_Trecho selecionado_:
NOSSO PAPEL

O Casarão, o jornal e Eu

“Foi em razão de notícias publicadas nesses tempos adolescentes que minha pequena história pessoal se cruzou, pela primeira vez, com a história desse jornal, patrimônio de todos nós.”

Juíza Ana Luiza Almeida Ferro
São Luís é uma cidade encantada, senhora do maior conjunto arquitetônico de azulejos lusitanos de toda a América Latina, o que a torna a capital brasileira com maior quantidade de casarões em estilo tradicional luso. Como toda dama vaidosa, ainda por cima quatrocentona, tem seus segredos e histórias.
O Palacete da Rua Formosa não foge à regra. Esse belo casarão só poderia estar situado em certa Rua Formosa, hoje Afonso Pena. De edificação provavelmente iniciada na década de 1813, já foi quase tudo: residência do fazendeiro e comendador Leite e de sua família, mais de um colégio, hotel, sede de companhia de gás, clube familiar, cassino, escritório de advocacia, tribunal, tabelionato, loja de joias, locação para filmes…
Mas a maior joia que abrigou, de 1967 a 1992, foi certo jornal fundado por José Pires Ferreira em 1926, depois vendido ao magnata das comunicações Assis Chateaubriand ou Chatô, então rei do Brasil sem coroa, um dos homens públicos de maior influência dos anos 40 a 60. E o jornal foi incorporado ao império dos Diários Associados.
Diz Rui Barbosa que o jornalista “é, para o comum do povo, ao mesmo tempo um mestre de primeiras letras e um catedrático de democracia em ação, um advogado e um censor, um familiar e um magistrado”. Nada mais natural, portanto, que o Palacete da Rua Formosa, com seu passado de ninho de professores e homens das leis, tenha se tornado o baluarte de jornalistas pioneiros.

_Tarefas escritas_:
**1.** Segundo a citação de Rui Barbosa no trecho, quais são todos os papéis que o jornalista desempenha para o comum do povo?
**2.** Converta todas as entradas abaixo em um CSV de duas colunas, enunciado e resposta, com uma linha para cada entrada. Coloque cada campo entre aspas e troque as quebras de linha por espaços.

_Entradas fornecidas_:
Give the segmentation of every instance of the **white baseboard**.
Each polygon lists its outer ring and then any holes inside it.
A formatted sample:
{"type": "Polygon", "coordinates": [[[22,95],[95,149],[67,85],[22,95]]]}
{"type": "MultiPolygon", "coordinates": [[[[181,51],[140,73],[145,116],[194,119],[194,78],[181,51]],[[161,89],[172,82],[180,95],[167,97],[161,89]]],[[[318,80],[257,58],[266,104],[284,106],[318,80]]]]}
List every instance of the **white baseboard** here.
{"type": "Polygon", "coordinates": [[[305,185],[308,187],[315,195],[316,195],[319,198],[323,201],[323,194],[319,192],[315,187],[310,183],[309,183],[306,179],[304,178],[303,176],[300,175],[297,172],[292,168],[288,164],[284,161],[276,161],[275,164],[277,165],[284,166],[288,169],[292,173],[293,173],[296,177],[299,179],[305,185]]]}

_Lista de respostas_:
**1.**
- mestre de primeiras letras
- catedrático de democracia em ação
- advogado
- censor
- familiar
- magistrado

**2.**
enunciado,resposta
"Give the segmentation of every instance of the **white baseboard**. Each polygon lists its outer ring and then any holes inside it. A formatted sample: {""type"": ""Polygon"", ""coordinates"": [[[22,95],[95,149],[67,85],[22,95]]]} {""type"": ""MultiPolygon"", ""coordinates"": [[[[181,51],[140,73],[145,116],[194,119],[194,78],[181,51]],[[161,89],[172,82],[180,95],[167,97],[161,89]]],[[[318,80],[257,58],[266,104],[284,106],[318,80]]]]} List every instance of the **white baseboard** here.","{""type"": ""Polygon"", ""coordinates"": [[[305,185],[308,187],[315,195],[316,195],[319,198],[323,201],[323,194],[319,192],[315,187],[310,183],[309,183],[306,179],[304,178],[303,176],[300,175],[297,172],[292,168],[288,164],[284,161],[276,161],[275,164],[277,165],[284,166],[288,169],[292,173],[293,173],[296,177],[299,179],[305,185]]]}"